● The problem:
Exactly the line with "of the alloy" and the lines that follow it, through the closing line of the entries, should be restated, with nothing left out or added.

● Natural language region descriptions:
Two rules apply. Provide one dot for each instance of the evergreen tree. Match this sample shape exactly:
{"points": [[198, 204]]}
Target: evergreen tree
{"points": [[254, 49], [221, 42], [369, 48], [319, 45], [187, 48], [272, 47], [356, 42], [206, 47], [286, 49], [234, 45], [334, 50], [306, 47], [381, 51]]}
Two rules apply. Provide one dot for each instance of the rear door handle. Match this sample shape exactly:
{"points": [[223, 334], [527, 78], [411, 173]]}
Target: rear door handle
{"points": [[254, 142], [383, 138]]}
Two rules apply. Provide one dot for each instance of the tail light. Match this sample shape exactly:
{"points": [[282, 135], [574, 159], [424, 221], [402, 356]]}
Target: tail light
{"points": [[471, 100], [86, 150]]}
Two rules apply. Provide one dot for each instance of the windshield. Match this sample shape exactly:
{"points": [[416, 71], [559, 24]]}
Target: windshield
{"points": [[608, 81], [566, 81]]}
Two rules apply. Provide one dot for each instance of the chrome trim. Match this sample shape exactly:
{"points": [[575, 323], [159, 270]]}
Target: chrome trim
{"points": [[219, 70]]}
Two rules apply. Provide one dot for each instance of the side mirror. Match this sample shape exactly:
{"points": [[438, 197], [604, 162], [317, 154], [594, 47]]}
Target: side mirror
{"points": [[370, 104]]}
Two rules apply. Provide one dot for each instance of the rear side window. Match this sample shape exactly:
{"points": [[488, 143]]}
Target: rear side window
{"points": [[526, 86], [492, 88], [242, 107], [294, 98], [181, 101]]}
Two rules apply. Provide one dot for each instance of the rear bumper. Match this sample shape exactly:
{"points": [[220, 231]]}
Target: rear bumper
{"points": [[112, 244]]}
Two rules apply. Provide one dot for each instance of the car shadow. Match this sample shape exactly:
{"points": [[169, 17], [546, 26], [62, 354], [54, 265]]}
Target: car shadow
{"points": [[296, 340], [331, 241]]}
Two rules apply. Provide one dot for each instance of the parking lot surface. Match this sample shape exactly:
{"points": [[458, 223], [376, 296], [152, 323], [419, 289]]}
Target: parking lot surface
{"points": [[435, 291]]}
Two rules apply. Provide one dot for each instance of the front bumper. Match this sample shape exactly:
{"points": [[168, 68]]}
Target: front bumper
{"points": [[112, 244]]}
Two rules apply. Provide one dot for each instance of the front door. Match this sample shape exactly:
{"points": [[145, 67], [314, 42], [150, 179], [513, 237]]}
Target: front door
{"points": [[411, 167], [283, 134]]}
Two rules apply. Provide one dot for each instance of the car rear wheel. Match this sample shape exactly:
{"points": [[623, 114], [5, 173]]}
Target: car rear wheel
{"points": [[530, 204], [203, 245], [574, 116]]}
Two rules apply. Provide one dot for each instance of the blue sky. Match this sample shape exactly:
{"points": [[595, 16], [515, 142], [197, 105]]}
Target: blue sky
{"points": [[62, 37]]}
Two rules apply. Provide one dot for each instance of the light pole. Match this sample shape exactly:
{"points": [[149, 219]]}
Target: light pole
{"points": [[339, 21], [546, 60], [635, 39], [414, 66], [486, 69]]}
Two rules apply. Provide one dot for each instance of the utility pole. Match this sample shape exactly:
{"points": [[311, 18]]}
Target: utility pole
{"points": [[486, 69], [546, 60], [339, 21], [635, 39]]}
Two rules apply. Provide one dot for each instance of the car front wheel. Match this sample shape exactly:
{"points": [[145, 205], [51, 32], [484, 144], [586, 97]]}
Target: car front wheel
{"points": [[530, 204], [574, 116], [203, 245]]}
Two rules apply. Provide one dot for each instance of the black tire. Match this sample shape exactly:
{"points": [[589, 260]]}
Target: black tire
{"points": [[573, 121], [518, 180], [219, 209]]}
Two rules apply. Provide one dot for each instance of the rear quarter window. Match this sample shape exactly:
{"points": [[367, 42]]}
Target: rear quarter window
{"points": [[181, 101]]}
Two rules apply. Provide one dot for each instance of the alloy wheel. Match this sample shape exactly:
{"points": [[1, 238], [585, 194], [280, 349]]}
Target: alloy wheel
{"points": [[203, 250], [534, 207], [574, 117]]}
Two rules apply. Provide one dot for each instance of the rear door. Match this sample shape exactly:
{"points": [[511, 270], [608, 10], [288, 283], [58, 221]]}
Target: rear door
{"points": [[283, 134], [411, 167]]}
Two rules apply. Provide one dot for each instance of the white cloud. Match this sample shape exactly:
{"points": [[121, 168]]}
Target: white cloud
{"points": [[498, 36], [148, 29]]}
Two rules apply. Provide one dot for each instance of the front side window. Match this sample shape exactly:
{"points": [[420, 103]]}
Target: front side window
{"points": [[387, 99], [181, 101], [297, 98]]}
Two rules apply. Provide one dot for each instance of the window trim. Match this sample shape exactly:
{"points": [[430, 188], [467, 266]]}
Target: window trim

● Task solution:
Two rules apply. Provide one dot for each instance of the alloy wheel. Match this sample shape exactly:
{"points": [[1, 238], [585, 194], [280, 349]]}
Target: alloy wheel
{"points": [[203, 250], [534, 207], [574, 117]]}
Two rules apply. Provide one dot for each instance of the rear door. Match this sample shape exactly:
{"points": [[511, 270], [608, 10], [288, 283], [58, 221]]}
Target: rear door
{"points": [[283, 134], [411, 167]]}
Two rules apply. Provide one dot for each instance of the white cloud. Match this sample shape exactly:
{"points": [[121, 168]]}
Target: white cloud
{"points": [[498, 36], [148, 29]]}
Two rules apply. Provide one dot for each instance of the front side window. Match this sample shape exactly:
{"points": [[420, 103]]}
Target: front side window
{"points": [[387, 99], [181, 101], [297, 98]]}
Two rules apply. Provide one dot for each instance of the window trim. Match this sample shape exactly:
{"points": [[430, 188], [467, 266]]}
Target: window trim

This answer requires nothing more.